● **THE TASK**:
Copy each line of the data beneath in which the word "player" appears.

· · · · · · ·

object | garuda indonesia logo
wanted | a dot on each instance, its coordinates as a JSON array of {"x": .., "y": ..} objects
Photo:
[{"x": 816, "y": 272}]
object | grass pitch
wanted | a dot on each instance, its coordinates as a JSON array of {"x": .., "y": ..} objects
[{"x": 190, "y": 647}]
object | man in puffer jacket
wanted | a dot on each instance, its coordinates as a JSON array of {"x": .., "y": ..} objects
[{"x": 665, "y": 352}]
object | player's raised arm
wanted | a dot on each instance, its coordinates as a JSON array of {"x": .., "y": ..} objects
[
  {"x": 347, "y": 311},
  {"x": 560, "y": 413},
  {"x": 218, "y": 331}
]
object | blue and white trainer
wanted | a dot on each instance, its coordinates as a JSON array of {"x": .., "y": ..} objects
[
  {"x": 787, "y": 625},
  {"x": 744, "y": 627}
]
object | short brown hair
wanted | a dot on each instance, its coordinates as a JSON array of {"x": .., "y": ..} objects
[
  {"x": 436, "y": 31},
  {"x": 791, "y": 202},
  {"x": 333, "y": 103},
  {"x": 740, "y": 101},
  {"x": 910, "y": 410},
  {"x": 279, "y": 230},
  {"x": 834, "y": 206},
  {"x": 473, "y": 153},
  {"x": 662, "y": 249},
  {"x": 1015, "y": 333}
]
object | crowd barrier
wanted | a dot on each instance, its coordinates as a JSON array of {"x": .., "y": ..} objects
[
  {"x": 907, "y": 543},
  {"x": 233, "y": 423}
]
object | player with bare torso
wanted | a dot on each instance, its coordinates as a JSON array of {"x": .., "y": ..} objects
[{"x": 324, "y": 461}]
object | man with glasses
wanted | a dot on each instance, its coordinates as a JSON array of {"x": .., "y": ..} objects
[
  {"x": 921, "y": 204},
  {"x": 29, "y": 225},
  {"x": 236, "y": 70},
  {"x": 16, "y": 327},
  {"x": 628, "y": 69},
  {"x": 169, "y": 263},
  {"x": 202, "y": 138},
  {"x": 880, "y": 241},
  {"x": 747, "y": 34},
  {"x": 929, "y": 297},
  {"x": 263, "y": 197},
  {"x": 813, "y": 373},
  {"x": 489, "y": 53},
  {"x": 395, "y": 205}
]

· · · · · · ·

● **THE COMPLETED TASK**:
object | player's raised arm
object | player with bare torso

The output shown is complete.